**Extracted text**
*****

Alan Averill (a.k.a. A.A. Nemtheanga; born 26 August 1975) is an Irish musician most notable for his vocal duties for the folk/black metal band Primordial. He has also participated in several side projects, including Void of Silence, Blood Revolt, and Twilight of the Gods.

Life and career
Averill was raised in Sutton on Dublin's Northside and attended Mount Temple Comprehensive School. Averill joined Primordial in August 1991 after seeing an advertisement posted by the band in a local music store.

He was the vocalist for the doom metal band Void of Silence and sung on the band's third album, Human Antithesis, before departing in 2009.

Averill traveled to Canada early to record vocals for "Indoctrine", the debut album from Blood Revolt with Vermin and J. Read (Axis of Advance, Conqueror). The album was released by Profound Lore and Invictus in late 2010.

*****

**Extracted records**

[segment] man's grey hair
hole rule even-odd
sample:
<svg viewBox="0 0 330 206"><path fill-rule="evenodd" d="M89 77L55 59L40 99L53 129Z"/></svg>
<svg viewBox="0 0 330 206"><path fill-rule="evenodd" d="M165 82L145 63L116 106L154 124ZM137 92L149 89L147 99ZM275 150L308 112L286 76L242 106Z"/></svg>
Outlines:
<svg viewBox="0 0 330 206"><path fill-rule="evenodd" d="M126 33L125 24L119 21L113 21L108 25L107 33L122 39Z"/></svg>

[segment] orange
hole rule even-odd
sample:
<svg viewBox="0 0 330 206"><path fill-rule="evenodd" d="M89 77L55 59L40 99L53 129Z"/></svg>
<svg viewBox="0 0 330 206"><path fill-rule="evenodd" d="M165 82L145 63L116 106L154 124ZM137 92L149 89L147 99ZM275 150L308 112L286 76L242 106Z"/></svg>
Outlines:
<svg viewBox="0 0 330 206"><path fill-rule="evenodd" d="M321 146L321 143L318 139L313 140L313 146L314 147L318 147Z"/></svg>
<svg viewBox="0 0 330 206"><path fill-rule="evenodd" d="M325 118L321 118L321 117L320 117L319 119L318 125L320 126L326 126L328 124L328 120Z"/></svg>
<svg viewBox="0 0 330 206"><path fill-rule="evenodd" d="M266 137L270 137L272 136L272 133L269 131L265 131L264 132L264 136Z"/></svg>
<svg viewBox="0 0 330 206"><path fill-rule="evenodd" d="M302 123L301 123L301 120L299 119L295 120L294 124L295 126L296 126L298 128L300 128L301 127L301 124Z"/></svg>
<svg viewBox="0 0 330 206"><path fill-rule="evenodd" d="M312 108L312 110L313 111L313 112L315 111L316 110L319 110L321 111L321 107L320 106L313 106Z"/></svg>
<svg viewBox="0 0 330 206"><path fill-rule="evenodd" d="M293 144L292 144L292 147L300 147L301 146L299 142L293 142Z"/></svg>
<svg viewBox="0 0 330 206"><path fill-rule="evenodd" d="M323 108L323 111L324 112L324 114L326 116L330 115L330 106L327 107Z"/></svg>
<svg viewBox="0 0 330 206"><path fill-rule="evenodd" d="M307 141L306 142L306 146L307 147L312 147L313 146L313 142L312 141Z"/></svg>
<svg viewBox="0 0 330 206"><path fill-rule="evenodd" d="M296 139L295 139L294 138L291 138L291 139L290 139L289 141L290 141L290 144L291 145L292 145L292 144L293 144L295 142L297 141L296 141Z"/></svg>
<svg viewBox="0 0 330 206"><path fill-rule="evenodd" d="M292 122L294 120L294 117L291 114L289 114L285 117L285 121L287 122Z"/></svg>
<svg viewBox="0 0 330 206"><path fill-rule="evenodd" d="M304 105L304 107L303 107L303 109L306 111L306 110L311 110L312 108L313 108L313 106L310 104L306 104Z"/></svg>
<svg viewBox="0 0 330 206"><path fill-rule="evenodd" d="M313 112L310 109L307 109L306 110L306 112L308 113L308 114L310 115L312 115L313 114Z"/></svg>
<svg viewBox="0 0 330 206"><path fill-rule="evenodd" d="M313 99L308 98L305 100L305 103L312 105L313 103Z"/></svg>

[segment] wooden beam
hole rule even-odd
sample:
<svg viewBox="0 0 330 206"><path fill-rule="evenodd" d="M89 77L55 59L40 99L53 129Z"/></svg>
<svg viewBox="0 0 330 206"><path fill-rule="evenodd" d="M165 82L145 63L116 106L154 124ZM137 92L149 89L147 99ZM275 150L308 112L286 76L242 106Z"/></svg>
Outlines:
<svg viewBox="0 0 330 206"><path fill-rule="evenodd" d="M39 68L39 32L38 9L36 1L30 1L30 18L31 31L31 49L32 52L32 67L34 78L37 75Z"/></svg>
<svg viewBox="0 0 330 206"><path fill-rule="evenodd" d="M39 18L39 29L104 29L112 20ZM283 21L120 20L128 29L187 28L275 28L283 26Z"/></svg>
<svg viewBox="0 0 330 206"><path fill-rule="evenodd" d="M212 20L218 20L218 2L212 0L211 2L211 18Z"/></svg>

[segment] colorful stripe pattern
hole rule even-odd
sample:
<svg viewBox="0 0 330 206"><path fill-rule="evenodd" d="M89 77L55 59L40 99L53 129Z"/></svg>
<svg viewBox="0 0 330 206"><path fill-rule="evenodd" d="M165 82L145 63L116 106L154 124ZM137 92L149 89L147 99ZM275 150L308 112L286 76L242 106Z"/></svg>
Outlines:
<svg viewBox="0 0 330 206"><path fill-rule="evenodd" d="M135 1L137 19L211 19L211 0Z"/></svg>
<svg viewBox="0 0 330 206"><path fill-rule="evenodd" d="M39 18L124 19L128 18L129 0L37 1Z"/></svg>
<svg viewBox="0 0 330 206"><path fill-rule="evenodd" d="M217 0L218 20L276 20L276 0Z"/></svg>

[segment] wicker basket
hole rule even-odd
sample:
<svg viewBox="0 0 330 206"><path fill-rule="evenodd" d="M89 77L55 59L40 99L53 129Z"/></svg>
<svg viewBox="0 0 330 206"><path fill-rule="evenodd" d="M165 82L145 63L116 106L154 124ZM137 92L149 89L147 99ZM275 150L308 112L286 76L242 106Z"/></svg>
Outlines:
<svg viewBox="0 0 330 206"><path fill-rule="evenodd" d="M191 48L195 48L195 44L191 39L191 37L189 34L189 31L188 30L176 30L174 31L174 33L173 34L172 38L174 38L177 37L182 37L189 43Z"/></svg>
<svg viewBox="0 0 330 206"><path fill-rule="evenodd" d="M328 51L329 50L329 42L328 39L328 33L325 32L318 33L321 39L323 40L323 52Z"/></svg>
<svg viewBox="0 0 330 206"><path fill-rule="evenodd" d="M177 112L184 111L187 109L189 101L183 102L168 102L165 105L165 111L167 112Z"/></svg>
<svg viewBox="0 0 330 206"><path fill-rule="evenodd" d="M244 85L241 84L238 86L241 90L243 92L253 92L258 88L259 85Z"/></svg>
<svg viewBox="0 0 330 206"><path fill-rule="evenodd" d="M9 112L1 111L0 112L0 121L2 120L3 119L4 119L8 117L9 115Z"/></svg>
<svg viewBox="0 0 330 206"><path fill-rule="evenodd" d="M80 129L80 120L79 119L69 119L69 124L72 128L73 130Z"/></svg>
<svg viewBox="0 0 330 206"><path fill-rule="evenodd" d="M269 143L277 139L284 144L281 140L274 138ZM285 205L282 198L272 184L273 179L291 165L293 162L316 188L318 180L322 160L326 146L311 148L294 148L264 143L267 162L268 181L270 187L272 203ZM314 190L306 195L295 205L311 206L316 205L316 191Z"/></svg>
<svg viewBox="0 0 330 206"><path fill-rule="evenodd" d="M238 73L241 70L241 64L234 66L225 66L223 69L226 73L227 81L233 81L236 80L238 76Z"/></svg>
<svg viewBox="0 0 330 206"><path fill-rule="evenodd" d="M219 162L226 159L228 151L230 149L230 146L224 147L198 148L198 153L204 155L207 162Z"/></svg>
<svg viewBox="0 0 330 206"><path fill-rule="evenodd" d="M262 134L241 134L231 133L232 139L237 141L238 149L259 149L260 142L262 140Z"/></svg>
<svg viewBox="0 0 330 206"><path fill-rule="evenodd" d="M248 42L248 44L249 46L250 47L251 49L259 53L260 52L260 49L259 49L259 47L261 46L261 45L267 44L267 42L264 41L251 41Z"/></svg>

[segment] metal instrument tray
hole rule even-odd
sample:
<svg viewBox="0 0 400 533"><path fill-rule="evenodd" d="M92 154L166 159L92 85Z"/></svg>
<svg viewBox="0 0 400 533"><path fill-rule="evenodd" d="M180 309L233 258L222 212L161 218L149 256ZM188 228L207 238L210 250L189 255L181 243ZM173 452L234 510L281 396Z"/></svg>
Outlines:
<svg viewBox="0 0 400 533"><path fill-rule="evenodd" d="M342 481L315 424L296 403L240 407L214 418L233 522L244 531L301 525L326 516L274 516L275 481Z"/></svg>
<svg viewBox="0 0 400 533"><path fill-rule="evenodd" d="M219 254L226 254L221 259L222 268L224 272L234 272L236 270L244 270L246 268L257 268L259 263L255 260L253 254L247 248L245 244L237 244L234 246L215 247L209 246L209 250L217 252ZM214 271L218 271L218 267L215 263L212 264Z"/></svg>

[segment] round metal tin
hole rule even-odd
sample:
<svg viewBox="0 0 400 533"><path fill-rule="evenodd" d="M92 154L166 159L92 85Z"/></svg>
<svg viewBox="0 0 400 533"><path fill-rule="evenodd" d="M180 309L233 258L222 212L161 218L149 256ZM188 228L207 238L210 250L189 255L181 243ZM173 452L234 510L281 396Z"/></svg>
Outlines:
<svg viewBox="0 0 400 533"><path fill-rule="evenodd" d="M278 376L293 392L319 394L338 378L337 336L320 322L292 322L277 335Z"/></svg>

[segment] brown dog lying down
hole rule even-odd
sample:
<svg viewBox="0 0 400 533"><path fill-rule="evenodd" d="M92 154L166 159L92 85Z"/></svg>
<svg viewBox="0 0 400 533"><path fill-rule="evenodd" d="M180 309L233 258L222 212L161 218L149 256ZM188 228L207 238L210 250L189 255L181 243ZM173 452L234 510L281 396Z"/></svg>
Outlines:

*****

**Goal**
Reproduce the text on Alan Averill word for word, starting at "Alan Averill (a.k.a." and ending at "local music store.".

**Expected answer**
Alan Averill (a.k.a. A.A. Nemtheanga; born 26 August 1975) is an Irish musician most notable for his vocal duties for the folk/black metal band Primordial. He has also participated in several side projects, including Void of Silence, Blood Revolt, and Twilight of the Gods.

Life and career
Averill was raised in Sutton on Dublin's Northside and attended Mount Temple Comprehensive School. Averill joined Primordial in August 1991 after seeing an advertisement posted by the band in a local music store.